Problem details: Rewrite all of the records, swapping each "Note to the class" for "Note to the team" and leaving every other character as it is.

------ Raw records

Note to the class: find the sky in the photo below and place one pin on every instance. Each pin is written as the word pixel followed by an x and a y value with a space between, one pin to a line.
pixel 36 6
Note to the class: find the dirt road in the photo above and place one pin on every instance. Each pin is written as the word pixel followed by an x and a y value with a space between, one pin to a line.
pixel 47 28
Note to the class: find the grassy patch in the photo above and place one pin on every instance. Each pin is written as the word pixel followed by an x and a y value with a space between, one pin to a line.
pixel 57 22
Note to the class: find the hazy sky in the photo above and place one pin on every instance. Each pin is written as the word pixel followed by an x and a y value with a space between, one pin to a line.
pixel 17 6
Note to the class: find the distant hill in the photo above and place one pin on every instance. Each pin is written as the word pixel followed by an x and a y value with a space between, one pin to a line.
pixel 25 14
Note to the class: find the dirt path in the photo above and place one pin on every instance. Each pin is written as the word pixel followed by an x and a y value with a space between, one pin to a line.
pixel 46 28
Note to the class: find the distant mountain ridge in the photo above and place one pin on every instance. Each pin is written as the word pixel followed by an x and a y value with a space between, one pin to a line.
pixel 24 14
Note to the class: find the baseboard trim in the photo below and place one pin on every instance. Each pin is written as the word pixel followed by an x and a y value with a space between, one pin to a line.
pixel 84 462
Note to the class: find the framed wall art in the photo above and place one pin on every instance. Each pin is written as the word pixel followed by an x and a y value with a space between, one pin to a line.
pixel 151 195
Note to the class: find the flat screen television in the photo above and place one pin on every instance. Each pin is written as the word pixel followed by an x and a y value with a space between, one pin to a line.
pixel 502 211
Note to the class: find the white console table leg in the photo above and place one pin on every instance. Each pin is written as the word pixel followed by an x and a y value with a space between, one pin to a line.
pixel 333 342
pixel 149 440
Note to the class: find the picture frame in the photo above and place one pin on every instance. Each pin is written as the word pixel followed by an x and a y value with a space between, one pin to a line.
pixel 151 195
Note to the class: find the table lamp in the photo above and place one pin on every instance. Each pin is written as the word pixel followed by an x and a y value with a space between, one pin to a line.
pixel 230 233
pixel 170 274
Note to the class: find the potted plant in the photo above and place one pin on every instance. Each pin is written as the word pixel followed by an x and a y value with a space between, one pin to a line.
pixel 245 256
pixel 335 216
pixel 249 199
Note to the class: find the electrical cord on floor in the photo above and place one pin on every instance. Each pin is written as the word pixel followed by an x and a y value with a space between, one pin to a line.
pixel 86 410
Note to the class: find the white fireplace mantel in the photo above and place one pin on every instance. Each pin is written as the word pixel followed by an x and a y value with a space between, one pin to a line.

------------

Result:
Note to the team: find the sky in the photo below and place one pin on every instance. Each pin is written as the word pixel followed by an x and a y value with a space between, one pin to a line.
pixel 36 6
Note to the team: find the dirt road in the photo above and place one pin on every instance. Each pin is written as the word pixel followed by an x and a y value with a space between, one pin to a line.
pixel 47 28
Note to the team: find the grassy patch in the photo above and place one pin on every instance. Each pin is written as the word pixel followed by an x and a y value with a space between, one pin to a line.
pixel 57 22
Note to the team: find the hazy sky in the photo above and place one pin on every instance. Each pin is written as the word pixel followed by an x and a y value with a space between, one pin to a line.
pixel 17 6
Note to the team: find the distant hill in the photo above and place one pin on every instance. Each pin is written as the word pixel followed by an x and a y value with a space between, one pin to a line.
pixel 25 14
Note to the team: find the dirt path in the photo above and place one pin on every instance. Each pin is written as the word pixel followed by an x and a y value with a space between, one pin to a line.
pixel 46 28
Note to the team: find the distant mountain ridge in the photo above and place one pin on every instance. Each pin is written as the word pixel followed by an x and a y value with a space between, one pin to a line.
pixel 24 14
Note to the team: find the baseboard trim in the photo below and place one pin on every instance. Each pin is written as the word pixel followed by an x and a y value with a space between, one pin to a line.
pixel 84 462
Note to the team: find the framed wall art in the photo above and place one pin on every instance. Each pin is written as the word pixel followed by an x and a y value with a space between, one pin to a line.
pixel 151 195
Note to the team: find the flat screen television in the photo above and place one pin on every instance. Each pin is written as the word pixel followed by an x and a y value with a space between, one pin to a line.
pixel 502 211
Note to the team: find the white console table leg in the photo above and place one pin on every instance. Each pin is written as the word pixel followed by an x and a y value with a space between, one pin to a line.
pixel 333 342
pixel 149 440
Note to the team: find the picture frame in the photo above and place one pin on every instance. Each pin is written as the word pixel followed by an x and a y value with a space between, one pin to a line.
pixel 151 195
Note to the team: find the table lamp in the photo above and place one pin on every instance. Each pin is written as the word pixel followed by an x and a y value with a space between, one pin to a line.
pixel 230 233
pixel 170 274
Note to the team: find the potted plant in the photo above and place one pin on every instance. Each pin is written as the word pixel followed by an x and a y value with a space between, one pin to a line.
pixel 245 256
pixel 335 216
pixel 249 199
Note to the team: find the electrical cord on floor in the photo above and place one pin on every instance. Each pin is written as the word pixel followed by an x and a y value with a space between, one pin to a line.
pixel 86 410
Note to the team: find the white fireplace mantel in the photo above and place one pin on every instance. Each pin is written as the word pixel followed by an x and a y value with a space between, one pin to a line.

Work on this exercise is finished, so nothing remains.